● GIVEN PROBLEM:
Please count the lines in the items below that contain the string "bridge" (case counts), and give only the number.

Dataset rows
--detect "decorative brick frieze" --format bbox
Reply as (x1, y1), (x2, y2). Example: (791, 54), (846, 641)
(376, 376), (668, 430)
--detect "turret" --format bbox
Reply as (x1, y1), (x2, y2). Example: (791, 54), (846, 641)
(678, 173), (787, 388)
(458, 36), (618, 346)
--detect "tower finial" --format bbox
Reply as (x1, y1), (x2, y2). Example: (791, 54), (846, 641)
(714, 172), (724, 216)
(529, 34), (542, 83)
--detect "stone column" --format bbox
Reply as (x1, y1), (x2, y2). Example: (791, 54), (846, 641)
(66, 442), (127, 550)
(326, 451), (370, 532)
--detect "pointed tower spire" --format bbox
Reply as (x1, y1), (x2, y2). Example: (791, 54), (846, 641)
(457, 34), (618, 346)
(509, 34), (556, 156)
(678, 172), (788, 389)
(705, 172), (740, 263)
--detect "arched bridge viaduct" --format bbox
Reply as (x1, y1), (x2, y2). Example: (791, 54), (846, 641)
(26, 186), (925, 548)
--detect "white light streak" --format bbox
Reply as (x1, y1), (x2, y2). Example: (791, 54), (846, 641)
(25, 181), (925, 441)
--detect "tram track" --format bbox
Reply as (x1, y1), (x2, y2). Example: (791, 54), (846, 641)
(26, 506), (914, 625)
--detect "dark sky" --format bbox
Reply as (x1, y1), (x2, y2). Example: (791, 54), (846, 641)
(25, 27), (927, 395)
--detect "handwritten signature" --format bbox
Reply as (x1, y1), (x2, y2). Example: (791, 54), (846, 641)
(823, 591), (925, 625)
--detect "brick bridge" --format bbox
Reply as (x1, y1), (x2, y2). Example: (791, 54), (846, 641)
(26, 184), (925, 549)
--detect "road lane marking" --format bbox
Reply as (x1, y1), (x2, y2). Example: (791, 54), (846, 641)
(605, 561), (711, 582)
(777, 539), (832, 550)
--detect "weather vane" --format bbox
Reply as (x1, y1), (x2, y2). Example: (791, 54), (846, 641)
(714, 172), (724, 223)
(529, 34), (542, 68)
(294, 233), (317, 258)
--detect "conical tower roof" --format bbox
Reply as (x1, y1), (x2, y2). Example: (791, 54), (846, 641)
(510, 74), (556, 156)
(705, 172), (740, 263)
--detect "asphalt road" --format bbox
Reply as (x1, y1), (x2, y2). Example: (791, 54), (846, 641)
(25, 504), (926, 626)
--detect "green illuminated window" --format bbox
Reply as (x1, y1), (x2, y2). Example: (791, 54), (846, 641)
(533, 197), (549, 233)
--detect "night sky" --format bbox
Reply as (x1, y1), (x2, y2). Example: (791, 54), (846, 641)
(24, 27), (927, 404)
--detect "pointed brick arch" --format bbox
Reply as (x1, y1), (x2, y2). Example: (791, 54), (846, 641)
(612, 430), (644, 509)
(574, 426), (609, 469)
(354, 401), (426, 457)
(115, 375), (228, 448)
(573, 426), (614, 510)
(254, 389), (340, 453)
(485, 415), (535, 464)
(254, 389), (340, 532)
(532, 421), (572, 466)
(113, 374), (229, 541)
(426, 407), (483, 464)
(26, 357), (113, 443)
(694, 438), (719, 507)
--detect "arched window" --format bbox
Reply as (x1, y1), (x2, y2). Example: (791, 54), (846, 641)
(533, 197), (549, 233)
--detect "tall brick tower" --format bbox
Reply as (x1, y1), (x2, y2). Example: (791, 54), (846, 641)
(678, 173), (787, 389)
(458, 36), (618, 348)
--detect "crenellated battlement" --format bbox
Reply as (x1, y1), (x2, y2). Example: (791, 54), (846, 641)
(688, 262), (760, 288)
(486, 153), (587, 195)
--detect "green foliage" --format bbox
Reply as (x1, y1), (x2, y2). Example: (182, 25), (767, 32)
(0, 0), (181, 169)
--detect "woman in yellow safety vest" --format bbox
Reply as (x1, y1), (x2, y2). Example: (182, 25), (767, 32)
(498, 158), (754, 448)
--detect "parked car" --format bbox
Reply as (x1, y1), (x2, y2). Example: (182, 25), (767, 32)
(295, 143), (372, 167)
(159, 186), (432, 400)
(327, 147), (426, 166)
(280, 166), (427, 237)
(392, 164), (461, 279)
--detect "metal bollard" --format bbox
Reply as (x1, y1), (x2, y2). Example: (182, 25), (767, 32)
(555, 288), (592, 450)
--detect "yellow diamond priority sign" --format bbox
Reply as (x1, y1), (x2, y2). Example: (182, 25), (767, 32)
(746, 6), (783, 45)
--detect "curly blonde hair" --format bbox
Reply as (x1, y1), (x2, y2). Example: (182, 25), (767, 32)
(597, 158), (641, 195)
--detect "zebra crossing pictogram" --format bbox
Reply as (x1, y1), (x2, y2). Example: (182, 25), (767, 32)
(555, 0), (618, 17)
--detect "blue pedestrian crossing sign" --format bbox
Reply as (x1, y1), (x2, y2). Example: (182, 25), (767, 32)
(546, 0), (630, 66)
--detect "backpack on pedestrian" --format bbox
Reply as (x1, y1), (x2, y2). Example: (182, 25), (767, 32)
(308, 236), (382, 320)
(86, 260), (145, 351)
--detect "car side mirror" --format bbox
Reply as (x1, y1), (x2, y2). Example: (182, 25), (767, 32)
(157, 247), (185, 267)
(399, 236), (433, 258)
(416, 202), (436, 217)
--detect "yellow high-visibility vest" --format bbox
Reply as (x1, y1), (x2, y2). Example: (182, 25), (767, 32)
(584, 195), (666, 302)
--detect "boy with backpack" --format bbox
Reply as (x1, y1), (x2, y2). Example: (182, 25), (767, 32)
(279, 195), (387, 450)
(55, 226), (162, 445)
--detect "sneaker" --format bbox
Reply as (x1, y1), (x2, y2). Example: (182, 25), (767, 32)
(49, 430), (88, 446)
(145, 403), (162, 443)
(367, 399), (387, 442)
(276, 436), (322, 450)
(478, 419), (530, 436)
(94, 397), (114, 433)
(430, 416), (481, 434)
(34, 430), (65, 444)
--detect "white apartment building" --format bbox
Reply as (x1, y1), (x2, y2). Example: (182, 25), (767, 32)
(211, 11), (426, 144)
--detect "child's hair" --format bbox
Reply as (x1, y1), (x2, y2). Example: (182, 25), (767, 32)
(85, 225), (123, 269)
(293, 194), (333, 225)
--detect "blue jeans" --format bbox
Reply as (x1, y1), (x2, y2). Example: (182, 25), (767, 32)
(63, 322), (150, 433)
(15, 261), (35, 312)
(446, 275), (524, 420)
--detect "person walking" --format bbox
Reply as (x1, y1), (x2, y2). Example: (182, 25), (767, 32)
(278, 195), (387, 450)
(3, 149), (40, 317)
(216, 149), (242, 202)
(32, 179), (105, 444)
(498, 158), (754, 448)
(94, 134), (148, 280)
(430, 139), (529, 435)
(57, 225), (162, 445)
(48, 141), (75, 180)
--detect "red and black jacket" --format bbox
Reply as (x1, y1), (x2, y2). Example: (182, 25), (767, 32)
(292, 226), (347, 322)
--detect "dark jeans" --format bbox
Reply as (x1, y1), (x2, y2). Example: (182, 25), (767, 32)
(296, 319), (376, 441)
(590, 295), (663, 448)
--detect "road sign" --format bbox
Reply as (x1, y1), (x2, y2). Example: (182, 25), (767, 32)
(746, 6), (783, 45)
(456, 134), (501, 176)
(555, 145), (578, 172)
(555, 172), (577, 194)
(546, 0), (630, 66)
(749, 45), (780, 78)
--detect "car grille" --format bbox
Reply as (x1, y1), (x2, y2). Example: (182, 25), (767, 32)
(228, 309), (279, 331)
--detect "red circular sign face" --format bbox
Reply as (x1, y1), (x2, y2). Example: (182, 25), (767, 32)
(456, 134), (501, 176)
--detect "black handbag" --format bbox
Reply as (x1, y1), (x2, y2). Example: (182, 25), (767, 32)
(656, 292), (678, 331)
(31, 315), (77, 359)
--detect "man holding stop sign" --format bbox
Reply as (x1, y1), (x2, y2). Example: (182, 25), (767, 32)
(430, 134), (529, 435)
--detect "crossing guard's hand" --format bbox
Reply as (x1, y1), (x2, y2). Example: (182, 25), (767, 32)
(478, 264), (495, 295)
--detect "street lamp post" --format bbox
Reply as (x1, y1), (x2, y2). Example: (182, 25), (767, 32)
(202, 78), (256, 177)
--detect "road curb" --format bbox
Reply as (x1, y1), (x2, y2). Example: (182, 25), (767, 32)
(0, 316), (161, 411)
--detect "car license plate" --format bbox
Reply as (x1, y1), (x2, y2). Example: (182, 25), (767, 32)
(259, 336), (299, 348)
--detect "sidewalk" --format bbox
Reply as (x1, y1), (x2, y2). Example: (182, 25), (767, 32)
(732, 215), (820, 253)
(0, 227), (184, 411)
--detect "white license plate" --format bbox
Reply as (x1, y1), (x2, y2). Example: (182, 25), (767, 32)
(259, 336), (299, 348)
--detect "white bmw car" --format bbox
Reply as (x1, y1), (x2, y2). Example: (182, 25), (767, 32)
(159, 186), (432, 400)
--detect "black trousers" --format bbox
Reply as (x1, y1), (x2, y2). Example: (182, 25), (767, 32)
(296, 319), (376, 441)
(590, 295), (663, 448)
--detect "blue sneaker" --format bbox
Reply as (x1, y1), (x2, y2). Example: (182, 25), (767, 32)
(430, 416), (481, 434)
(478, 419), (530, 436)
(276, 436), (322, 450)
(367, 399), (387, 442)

● FULL SOLUTION:
2